++++ Lesetext

In Umgebungen, wo Wärme und Kälte gleichermaßen bereitgestellt werden müssen, überzeugen Verbundkonzepte mit potenziell sehr hohen Gesamtwirkungsgraden – etwa bei der Kopplung von Kältemaschinenbetrieb und dem dabei freiwerdenden Sekundärprodukt Abwärme. Ein Blick in den Lebensmitteleinzelhandel zeigt Wege der Umsetzbarkeit und Maßnahmen zur Effizienzmaximierung eines Erneuerbare-Energien-Mix auf.

Thermische Konservierungs- und Lagerungsverfahren sind neben der Raumklimatisierung essenziell für eine produktive Standortführung im Lebensmitteleinzelhandel. Hohe Energieaufwände belasten insbesondere das Food- bzw. das kombinierte Food/Non-Food-Segment. Viele Einzelhandelsketten haben in den vergangenen Jahren neue Effizienzstrategien entwickelt, aber gerade im noch unsanierten Gebäudebestand gibt es deutliches Optimierungspotenzial. In der Regel erfordert der Umstieg auf regenerativ basierte, multivalente Versorgungslösungen tiefgreifende technische Adaptionen, die mit komplexen Herausforderungen bei der Integration und dem komplementären Betrieb mehrerer Erzeuger mit unterschiedlichen Leistungsniveaus einhergehen. Besonders im Fokus steht dabei immer wieder die Qualität der Hydraulik bei der Gebäudeheizung und -kühlung.

++++++++
++++ Liste der Einträge

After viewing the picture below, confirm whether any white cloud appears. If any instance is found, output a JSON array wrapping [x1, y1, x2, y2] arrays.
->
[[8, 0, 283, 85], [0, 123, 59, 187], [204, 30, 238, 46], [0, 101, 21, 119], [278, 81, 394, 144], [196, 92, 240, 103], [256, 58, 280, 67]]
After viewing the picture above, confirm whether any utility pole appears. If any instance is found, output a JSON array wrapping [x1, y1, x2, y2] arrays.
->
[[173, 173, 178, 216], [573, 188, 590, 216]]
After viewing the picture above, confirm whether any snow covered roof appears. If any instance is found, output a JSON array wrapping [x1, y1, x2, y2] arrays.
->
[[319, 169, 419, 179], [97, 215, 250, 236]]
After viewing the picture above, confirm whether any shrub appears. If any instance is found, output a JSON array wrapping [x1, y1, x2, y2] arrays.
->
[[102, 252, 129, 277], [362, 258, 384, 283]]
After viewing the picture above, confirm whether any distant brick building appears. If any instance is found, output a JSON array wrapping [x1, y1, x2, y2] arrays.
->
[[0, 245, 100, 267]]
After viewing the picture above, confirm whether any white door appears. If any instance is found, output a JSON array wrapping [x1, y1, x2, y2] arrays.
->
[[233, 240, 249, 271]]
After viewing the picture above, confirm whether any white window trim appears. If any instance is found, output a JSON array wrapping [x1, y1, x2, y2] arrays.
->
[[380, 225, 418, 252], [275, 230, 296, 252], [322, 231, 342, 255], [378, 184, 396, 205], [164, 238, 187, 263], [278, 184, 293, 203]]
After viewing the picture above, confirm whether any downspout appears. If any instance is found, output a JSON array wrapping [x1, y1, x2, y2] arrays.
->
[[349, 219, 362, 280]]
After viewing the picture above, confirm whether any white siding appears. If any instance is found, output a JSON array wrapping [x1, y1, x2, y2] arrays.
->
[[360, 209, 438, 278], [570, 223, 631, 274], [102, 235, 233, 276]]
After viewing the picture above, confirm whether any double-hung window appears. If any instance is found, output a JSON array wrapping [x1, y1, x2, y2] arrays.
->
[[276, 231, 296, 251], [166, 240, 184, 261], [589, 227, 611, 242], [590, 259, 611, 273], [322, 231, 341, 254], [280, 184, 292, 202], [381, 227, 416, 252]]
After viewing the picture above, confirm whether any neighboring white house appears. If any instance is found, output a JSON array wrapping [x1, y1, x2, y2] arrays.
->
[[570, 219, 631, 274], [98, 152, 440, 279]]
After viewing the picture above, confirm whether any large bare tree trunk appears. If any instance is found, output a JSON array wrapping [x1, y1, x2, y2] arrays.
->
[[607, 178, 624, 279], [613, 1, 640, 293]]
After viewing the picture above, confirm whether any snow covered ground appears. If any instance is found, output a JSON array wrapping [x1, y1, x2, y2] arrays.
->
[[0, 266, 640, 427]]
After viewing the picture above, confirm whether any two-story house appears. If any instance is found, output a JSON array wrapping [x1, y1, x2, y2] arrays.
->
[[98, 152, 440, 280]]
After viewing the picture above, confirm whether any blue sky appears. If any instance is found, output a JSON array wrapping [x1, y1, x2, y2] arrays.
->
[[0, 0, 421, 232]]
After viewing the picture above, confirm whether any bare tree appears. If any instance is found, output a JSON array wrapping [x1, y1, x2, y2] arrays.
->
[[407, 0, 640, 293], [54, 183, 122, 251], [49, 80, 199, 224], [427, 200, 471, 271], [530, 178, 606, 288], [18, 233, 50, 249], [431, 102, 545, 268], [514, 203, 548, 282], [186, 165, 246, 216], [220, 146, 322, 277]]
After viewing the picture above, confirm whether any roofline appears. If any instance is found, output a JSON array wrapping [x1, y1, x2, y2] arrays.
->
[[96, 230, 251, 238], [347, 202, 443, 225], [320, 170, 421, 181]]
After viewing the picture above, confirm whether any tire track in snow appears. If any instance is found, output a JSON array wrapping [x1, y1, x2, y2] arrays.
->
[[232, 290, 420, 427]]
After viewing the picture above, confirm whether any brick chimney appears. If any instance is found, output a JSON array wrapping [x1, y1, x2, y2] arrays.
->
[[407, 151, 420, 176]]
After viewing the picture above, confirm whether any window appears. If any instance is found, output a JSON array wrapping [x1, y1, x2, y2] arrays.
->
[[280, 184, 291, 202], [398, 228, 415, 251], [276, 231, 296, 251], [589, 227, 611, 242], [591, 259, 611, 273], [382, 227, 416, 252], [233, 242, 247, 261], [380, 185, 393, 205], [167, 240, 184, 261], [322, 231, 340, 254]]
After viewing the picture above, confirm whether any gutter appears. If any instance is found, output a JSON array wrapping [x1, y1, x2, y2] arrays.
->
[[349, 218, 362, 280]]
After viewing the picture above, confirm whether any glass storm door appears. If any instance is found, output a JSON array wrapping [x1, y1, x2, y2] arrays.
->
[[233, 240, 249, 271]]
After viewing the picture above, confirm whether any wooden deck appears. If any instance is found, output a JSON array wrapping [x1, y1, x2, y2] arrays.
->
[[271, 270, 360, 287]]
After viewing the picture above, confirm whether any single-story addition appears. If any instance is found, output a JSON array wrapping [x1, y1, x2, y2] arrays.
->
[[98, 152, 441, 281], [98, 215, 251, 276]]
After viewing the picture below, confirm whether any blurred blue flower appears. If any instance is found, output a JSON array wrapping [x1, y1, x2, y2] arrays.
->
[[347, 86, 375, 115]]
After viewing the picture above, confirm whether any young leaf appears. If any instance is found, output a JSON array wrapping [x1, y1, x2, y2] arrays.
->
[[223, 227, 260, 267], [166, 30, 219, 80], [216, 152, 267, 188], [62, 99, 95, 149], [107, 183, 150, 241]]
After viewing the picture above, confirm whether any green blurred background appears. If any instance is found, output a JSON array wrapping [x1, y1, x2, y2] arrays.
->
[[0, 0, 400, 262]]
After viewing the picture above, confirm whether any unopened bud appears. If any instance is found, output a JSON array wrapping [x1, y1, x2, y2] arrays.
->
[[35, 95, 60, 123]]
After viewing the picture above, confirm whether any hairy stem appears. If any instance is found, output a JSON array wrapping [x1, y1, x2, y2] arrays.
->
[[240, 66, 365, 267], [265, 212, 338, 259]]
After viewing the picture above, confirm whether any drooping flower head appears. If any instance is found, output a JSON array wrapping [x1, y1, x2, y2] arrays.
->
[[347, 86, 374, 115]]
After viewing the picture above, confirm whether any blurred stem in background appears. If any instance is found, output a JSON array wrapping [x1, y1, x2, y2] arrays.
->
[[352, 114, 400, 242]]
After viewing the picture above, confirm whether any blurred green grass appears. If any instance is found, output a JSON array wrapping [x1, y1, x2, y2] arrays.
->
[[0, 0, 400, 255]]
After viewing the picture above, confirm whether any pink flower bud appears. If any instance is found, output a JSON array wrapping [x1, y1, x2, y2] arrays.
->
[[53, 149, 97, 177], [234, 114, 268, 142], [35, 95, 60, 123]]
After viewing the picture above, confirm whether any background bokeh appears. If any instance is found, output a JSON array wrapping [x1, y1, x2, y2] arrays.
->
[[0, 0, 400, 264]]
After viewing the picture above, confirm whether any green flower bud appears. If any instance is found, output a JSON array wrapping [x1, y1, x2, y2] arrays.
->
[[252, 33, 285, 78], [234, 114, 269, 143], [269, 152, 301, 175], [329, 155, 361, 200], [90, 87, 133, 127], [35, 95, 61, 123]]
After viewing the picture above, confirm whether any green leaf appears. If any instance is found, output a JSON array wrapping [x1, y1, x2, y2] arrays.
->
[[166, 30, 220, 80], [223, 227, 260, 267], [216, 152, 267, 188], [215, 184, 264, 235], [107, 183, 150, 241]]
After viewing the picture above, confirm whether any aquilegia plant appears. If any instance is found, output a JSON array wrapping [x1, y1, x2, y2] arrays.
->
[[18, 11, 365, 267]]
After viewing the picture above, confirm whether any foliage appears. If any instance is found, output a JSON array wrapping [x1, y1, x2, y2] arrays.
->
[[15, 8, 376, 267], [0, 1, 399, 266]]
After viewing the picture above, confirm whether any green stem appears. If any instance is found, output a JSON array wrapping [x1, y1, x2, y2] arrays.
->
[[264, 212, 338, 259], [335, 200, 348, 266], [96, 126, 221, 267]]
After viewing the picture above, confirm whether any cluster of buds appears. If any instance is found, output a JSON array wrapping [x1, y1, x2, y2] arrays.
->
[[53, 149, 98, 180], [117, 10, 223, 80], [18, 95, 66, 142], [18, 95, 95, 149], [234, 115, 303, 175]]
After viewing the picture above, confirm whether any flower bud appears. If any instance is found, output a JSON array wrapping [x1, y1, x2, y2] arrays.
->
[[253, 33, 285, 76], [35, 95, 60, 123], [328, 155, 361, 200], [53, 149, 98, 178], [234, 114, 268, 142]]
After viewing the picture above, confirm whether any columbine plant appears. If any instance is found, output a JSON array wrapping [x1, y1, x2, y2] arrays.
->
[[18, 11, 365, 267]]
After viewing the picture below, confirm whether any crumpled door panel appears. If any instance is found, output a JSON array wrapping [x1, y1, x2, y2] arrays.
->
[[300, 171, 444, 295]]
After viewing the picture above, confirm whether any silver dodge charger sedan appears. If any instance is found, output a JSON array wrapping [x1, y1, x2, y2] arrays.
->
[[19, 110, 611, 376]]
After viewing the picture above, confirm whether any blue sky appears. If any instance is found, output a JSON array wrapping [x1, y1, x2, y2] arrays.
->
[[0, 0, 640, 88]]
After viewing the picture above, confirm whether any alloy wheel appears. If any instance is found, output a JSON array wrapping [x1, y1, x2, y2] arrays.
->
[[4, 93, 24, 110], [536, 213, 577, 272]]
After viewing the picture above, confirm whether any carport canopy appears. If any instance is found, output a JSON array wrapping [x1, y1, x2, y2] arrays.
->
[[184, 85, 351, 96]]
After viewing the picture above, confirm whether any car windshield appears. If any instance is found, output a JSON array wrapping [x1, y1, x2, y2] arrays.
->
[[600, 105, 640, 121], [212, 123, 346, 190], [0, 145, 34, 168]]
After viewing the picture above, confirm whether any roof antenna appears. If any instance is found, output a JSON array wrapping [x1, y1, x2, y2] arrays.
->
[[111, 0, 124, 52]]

++++++++

Deine Aufgabe:
Erkläre in ein bis drei Sätzen, warum Verbundkonzepte laut dem Lesetext in Umgebungen überzeugen, in denen Wärme und Kälte gleichermaßen bereitgestellt werden müssen.

Ergebnis:
Verbundkonzepte erreichen dort potenziell sehr hohe Gesamtwirkungsgrade. Ein Beispiel ist die Kopplung des Kältemaschinenbetriebs mit der Abwärme, die dabei als Sekundärprodukt frei wird.